• DATA TO PROCESS
== == ==
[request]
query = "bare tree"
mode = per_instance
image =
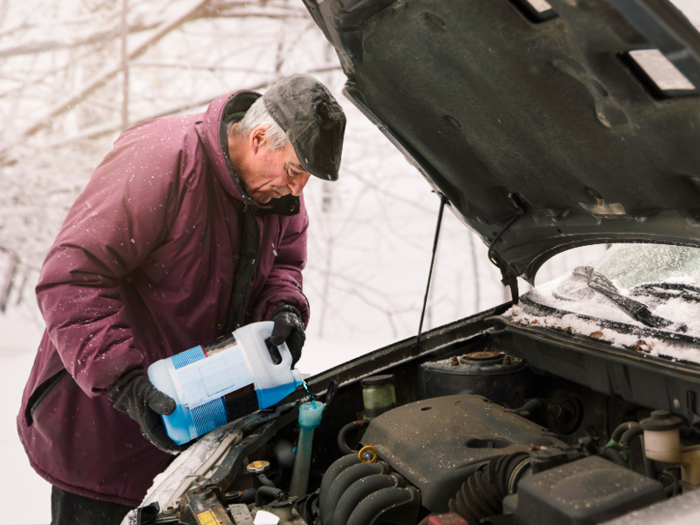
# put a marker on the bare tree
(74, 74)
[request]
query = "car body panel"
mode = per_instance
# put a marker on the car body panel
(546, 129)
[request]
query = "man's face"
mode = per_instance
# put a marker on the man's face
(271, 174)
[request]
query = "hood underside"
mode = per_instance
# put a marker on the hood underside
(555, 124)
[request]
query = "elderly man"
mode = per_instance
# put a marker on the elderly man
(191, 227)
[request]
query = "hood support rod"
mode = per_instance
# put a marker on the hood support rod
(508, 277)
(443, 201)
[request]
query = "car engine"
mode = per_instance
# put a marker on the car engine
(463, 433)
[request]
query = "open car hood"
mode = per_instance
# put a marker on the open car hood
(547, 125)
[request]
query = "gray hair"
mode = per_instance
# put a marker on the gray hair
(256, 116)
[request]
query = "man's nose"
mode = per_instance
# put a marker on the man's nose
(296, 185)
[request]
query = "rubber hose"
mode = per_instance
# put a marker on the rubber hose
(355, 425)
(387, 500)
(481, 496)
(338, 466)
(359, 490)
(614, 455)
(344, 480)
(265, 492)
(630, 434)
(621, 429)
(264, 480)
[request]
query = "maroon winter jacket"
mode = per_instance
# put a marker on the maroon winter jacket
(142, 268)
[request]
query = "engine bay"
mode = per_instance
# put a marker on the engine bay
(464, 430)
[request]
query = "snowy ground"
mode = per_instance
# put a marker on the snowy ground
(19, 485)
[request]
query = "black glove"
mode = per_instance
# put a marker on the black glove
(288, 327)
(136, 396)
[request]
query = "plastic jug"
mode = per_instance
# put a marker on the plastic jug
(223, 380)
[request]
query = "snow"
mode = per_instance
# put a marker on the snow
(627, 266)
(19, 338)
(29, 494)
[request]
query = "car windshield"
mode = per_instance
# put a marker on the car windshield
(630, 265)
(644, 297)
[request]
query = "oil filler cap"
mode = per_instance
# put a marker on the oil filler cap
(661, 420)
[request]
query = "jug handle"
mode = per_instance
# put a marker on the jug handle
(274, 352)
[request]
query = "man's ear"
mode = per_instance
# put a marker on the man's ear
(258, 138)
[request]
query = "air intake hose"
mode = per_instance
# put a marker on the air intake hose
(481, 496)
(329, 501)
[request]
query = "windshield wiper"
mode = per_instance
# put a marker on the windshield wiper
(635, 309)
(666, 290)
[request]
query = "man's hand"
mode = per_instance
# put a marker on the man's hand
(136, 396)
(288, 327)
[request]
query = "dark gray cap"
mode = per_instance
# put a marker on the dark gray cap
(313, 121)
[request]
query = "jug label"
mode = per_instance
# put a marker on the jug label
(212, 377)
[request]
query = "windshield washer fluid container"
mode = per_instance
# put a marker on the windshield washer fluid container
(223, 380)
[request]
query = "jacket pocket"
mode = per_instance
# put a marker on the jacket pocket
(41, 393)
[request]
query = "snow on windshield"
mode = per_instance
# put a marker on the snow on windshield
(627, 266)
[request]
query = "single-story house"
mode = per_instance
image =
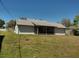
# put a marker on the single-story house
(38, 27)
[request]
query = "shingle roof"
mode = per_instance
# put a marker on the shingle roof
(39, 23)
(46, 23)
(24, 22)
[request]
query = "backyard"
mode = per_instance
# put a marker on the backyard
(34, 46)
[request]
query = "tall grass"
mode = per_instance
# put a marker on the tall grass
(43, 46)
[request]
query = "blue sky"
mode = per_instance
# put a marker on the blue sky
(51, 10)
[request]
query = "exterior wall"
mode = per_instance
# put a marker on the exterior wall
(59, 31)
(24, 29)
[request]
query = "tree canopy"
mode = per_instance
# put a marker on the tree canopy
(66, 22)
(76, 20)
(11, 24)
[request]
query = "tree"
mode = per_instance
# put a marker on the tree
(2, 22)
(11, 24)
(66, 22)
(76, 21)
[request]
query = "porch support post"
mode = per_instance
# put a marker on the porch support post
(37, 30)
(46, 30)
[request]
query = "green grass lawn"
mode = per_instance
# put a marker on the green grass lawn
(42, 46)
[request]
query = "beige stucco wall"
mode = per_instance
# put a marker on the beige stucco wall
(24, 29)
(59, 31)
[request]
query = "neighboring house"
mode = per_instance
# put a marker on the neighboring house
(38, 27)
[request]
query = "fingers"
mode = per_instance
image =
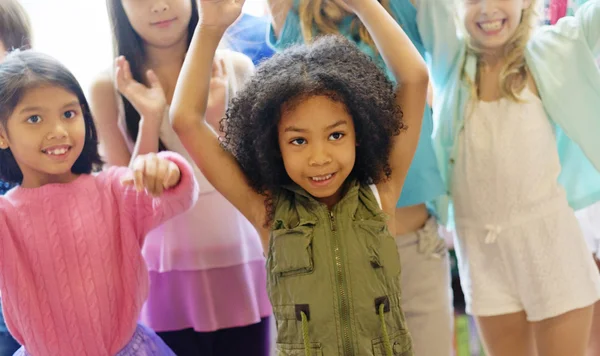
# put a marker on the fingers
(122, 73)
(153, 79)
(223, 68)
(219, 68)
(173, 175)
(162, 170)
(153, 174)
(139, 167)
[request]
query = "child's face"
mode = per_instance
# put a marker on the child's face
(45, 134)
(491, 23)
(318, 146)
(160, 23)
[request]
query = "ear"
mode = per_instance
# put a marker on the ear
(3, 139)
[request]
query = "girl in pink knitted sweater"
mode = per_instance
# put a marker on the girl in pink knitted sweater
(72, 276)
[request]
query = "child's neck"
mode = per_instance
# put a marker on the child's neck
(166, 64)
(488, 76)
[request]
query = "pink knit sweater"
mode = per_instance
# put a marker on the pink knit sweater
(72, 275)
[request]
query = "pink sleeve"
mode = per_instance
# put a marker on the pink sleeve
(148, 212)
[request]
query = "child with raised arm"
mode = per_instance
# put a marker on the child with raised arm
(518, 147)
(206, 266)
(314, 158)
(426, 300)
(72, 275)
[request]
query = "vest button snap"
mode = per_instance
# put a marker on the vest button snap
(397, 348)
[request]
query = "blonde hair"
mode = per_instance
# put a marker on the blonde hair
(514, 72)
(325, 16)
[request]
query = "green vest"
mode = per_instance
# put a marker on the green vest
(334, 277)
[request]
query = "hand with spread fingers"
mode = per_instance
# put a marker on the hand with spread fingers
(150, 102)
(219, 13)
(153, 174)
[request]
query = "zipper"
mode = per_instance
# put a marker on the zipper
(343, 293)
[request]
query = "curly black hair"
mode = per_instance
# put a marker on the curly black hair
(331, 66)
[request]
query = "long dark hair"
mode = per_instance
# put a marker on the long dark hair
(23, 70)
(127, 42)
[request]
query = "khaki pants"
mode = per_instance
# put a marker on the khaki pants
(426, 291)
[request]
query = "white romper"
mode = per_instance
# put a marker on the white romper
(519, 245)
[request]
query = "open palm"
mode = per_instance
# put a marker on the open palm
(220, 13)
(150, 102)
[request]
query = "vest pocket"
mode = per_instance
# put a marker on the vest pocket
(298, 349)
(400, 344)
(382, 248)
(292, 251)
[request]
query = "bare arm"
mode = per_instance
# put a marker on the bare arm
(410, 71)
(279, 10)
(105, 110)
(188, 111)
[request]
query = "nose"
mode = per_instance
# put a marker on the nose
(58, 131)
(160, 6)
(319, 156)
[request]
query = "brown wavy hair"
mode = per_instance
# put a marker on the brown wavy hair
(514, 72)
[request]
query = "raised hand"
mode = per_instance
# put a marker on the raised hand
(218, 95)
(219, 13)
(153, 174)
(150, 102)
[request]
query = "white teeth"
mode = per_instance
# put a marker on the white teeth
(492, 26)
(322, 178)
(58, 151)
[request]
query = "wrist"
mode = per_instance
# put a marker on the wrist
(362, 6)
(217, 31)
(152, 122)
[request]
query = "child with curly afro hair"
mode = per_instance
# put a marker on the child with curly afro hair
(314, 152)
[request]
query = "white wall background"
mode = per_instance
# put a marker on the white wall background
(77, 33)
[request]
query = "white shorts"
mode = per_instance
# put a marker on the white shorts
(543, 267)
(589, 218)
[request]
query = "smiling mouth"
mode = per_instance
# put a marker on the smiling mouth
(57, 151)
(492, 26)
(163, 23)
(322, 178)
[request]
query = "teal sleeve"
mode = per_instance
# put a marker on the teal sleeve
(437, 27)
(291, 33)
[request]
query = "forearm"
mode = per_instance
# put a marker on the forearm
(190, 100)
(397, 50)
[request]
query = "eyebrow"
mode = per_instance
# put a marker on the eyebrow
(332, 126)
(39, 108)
== == ==
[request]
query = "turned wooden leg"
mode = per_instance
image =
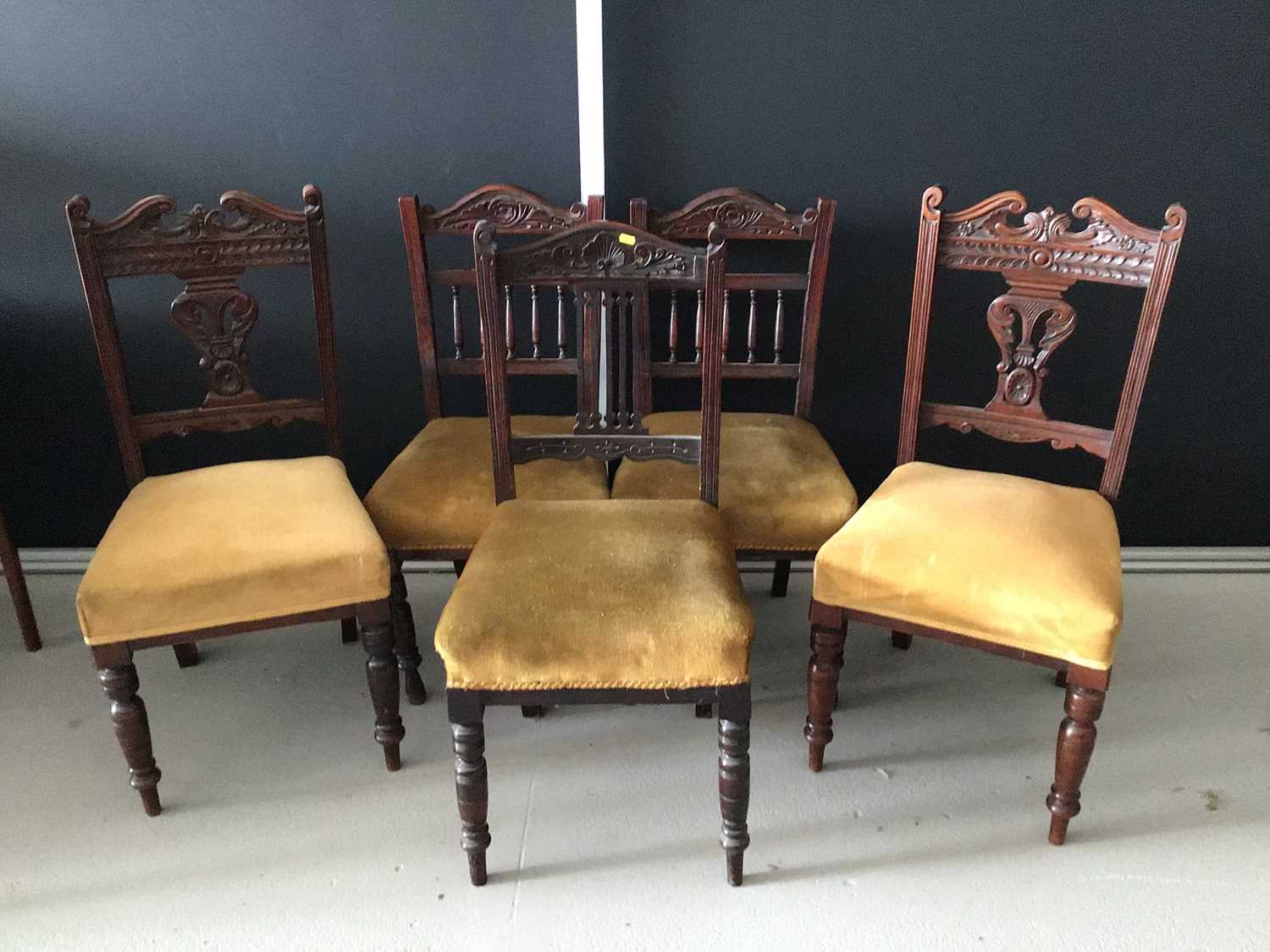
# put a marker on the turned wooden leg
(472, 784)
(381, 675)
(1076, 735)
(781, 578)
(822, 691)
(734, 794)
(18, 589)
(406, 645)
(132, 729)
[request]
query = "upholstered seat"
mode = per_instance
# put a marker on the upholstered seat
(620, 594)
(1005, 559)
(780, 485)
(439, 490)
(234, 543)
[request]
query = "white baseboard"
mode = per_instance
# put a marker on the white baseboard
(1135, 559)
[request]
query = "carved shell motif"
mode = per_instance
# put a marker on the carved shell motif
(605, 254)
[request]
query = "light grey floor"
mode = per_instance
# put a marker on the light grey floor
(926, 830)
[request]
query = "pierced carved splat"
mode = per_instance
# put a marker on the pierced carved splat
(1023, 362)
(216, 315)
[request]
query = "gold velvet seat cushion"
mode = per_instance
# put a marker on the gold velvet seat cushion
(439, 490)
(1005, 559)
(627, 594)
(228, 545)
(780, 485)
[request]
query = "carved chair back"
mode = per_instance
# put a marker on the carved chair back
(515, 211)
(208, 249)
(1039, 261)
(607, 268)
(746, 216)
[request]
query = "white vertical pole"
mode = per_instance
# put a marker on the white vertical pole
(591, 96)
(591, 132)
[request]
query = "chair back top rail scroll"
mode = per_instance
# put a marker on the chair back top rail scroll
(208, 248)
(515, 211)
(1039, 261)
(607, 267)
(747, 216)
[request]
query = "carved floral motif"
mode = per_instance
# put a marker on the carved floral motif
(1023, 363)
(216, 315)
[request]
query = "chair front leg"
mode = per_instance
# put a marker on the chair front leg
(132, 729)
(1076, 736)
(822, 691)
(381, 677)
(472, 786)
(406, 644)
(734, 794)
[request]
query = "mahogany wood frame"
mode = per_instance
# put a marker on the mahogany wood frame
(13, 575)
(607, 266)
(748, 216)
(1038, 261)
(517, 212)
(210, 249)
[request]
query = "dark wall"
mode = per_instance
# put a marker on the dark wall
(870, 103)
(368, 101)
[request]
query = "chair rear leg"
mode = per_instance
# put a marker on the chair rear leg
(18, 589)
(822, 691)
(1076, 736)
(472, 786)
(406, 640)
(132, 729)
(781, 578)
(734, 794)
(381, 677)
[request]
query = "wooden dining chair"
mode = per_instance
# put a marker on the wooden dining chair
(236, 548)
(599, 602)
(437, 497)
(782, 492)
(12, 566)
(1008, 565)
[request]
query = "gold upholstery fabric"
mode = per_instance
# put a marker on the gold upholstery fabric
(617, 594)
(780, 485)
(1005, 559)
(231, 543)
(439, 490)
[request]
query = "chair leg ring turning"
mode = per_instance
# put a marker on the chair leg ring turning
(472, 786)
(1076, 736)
== == ==
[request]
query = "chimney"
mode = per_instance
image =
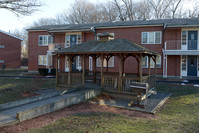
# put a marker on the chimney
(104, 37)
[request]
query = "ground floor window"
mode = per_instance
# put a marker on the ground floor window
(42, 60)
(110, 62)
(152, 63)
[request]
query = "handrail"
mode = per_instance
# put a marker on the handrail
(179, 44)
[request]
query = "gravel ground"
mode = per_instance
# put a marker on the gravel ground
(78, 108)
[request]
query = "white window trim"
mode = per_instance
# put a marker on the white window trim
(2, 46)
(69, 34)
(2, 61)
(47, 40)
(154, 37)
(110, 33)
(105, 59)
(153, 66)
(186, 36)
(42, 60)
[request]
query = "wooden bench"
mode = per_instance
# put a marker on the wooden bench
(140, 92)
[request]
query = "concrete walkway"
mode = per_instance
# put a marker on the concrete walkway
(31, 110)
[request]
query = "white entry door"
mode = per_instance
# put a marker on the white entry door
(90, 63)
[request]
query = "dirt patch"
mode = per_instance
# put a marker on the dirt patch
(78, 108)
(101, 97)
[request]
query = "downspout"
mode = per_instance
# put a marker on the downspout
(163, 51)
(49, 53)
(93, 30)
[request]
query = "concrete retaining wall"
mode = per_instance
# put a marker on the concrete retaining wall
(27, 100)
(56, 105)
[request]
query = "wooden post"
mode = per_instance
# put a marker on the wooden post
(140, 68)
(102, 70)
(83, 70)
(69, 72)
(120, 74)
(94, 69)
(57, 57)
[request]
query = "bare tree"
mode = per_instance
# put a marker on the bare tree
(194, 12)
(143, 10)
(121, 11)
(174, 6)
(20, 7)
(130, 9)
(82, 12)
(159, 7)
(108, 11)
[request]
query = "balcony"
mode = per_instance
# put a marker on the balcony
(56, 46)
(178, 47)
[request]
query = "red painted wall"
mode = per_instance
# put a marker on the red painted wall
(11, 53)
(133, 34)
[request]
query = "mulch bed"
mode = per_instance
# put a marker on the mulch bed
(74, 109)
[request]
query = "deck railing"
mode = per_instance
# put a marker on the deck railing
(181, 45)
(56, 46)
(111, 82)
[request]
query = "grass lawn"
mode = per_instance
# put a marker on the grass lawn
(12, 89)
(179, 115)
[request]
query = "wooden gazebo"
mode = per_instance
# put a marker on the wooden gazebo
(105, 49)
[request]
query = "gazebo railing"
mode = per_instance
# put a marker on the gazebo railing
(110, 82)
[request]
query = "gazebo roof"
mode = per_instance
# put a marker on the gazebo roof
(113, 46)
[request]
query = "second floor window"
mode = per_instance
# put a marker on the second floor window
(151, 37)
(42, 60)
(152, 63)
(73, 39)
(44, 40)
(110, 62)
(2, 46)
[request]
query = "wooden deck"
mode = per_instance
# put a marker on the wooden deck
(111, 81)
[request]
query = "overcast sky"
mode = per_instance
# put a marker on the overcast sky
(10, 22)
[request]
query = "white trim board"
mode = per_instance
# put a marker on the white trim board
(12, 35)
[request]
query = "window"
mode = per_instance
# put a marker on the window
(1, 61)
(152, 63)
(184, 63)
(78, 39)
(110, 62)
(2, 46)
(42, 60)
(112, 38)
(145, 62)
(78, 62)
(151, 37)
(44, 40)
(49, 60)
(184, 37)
== == ==
• WORK INSTRUCTIONS
Count the lines of the data above that contain the word "girl", and give only the number.

• OUTPUT OF THE TASK
2